● What the exercise asks
Copy out the rows below without any change, beginning with the first row and ending with the line that contains "[16,0,273,426]", both ends included.

....

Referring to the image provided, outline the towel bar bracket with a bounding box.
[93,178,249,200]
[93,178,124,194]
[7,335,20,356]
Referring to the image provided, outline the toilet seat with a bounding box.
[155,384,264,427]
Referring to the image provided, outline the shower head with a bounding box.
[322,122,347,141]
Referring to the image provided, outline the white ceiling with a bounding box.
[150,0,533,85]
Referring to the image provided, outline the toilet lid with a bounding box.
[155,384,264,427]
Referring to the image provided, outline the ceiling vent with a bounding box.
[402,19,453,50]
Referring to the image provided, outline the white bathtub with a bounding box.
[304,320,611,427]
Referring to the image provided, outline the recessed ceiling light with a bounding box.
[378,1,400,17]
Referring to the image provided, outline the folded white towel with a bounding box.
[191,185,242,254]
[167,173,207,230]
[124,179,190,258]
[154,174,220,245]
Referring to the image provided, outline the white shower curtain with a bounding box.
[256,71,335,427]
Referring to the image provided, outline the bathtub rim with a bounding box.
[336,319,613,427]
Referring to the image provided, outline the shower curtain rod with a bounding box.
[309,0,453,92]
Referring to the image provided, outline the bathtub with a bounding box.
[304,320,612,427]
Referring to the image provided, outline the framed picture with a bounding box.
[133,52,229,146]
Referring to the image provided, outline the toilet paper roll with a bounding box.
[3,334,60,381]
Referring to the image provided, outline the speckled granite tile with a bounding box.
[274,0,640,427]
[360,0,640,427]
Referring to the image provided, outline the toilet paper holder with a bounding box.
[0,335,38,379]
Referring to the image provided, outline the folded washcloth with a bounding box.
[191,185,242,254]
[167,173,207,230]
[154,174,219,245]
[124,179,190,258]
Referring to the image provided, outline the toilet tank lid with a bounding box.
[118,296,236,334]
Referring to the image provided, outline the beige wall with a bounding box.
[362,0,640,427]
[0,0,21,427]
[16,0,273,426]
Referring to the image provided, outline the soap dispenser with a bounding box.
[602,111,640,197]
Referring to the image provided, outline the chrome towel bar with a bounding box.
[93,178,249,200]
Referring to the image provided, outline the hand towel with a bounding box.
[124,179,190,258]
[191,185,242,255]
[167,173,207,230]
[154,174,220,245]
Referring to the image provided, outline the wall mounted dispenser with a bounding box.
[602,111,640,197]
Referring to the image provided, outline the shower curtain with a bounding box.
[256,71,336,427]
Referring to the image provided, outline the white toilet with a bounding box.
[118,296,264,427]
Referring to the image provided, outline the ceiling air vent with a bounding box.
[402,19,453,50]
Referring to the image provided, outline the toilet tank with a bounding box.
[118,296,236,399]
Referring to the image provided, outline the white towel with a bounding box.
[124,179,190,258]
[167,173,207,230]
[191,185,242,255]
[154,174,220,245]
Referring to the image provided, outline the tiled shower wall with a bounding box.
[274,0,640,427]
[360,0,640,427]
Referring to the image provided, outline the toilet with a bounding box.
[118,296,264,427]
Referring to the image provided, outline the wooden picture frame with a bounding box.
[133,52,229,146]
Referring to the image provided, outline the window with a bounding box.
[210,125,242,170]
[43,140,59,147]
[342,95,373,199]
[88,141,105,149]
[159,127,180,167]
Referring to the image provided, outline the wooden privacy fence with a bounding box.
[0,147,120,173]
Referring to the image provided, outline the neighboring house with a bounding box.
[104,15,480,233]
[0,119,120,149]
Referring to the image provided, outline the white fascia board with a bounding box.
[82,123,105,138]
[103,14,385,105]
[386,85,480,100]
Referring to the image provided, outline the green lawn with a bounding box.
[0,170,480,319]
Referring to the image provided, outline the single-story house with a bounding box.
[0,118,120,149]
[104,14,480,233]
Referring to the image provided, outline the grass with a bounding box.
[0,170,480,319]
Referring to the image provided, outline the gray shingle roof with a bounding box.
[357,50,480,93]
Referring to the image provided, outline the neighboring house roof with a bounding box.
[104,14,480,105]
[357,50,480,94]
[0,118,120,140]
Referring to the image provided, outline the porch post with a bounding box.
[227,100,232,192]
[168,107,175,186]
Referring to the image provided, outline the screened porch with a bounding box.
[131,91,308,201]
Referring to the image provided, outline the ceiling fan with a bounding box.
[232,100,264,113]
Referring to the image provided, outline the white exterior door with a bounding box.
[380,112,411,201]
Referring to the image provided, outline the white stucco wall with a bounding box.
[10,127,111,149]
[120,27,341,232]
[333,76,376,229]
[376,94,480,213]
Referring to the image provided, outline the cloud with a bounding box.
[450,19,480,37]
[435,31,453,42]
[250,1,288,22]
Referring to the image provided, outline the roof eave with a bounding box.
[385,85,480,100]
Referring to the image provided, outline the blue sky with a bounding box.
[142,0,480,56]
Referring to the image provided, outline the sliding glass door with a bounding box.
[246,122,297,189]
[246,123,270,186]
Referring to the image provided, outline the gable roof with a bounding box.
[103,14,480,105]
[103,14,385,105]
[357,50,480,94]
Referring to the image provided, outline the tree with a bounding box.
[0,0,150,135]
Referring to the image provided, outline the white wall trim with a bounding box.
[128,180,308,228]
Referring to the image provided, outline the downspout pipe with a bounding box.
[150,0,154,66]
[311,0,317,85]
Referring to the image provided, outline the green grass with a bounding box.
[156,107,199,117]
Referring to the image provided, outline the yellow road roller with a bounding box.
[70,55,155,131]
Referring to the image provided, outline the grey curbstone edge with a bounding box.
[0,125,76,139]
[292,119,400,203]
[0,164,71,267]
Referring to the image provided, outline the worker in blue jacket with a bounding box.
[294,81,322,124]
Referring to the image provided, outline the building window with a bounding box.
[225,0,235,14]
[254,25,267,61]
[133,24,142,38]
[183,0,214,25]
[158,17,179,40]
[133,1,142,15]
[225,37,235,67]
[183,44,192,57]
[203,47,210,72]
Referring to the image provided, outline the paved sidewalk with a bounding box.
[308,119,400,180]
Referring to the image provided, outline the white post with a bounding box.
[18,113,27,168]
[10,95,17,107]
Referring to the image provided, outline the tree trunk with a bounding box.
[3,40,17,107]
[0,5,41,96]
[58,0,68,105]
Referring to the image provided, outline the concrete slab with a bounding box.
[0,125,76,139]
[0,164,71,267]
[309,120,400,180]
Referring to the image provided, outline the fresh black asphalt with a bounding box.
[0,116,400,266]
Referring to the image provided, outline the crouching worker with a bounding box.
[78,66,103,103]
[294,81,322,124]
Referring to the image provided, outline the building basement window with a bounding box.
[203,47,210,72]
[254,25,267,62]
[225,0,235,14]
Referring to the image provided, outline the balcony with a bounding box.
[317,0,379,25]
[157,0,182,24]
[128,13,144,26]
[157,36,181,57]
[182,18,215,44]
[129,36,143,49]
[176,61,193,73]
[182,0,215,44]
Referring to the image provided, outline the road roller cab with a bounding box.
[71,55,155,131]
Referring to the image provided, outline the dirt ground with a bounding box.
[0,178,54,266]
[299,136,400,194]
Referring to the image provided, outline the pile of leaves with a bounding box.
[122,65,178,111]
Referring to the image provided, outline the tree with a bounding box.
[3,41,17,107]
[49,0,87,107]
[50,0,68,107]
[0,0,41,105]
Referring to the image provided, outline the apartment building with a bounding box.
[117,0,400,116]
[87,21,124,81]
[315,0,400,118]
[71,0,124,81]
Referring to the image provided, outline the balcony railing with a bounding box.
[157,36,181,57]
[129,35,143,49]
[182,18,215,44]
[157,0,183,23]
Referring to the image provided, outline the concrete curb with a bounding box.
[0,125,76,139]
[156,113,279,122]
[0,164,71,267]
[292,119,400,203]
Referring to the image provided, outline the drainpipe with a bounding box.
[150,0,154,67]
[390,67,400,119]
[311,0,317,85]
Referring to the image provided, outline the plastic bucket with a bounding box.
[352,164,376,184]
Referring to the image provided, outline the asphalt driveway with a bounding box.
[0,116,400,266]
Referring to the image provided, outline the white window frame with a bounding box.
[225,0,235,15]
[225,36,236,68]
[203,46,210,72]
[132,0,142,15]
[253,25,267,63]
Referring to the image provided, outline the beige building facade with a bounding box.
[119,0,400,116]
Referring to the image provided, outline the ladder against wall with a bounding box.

....

● Output below
Referring to the image provided, outline the towel bar bracket with a bounding box.
[93,178,249,200]
[93,178,124,194]
[7,335,20,356]
Referring to the image provided, outline the toilet seat with a bounding box.
[155,384,264,427]
Referring to the image provided, outline the shower head with a bounding box.
[322,122,347,141]
Referring to the image provided, outline the white ceiling with a bounding box.
[150,0,533,85]
Referring to the image provided, outline the toilet lid with a bounding box.
[155,384,264,427]
Referring to the image provided, outline the ceiling vent with a bounding box.
[402,19,453,50]
Referring to the image provided, outline the white bathtub with a bounding box.
[304,320,611,427]
Referring to the image provided, outline the recessed ceiling light with a bounding box.
[378,1,400,17]
Referring to the image provided, outline the folded white towel with a bounding box.
[191,185,242,254]
[167,173,207,230]
[124,179,190,258]
[154,174,220,245]
Referring to the image provided, outline the white shower curtain with a bounding box.
[256,71,335,427]
Referring to the image provided, outline the bathtub rim with a bounding box.
[336,319,613,427]
Referring to the image provided, outline the shower curtain rod with a bounding box.
[309,0,453,92]
Referring to the image provided, outline the bathtub with a bounding box.
[304,320,612,427]
Referring to the image provided, outline the framed picture with a bounding box.
[133,52,229,146]
Referring to the image provided, outline the toilet paper roll with a bounding box.
[3,334,60,381]
Referring to the image provided, outline the speckled granite tile with a bounding box.
[274,0,640,427]
[360,0,640,427]
Referring to the image provided, outline the toilet paper holder with a bounding box.
[0,335,38,379]
Referring to the image provided, outline the folded washcloth with a bounding box.
[191,185,242,254]
[167,173,207,230]
[154,174,219,245]
[124,179,190,258]
Referring to the image provided, outline the toilet tank lid with a bounding box.
[118,296,236,334]
Referring to the image provided, outline the beige wall with a bounding box.
[362,0,640,427]
[0,0,21,427]
[16,0,273,426]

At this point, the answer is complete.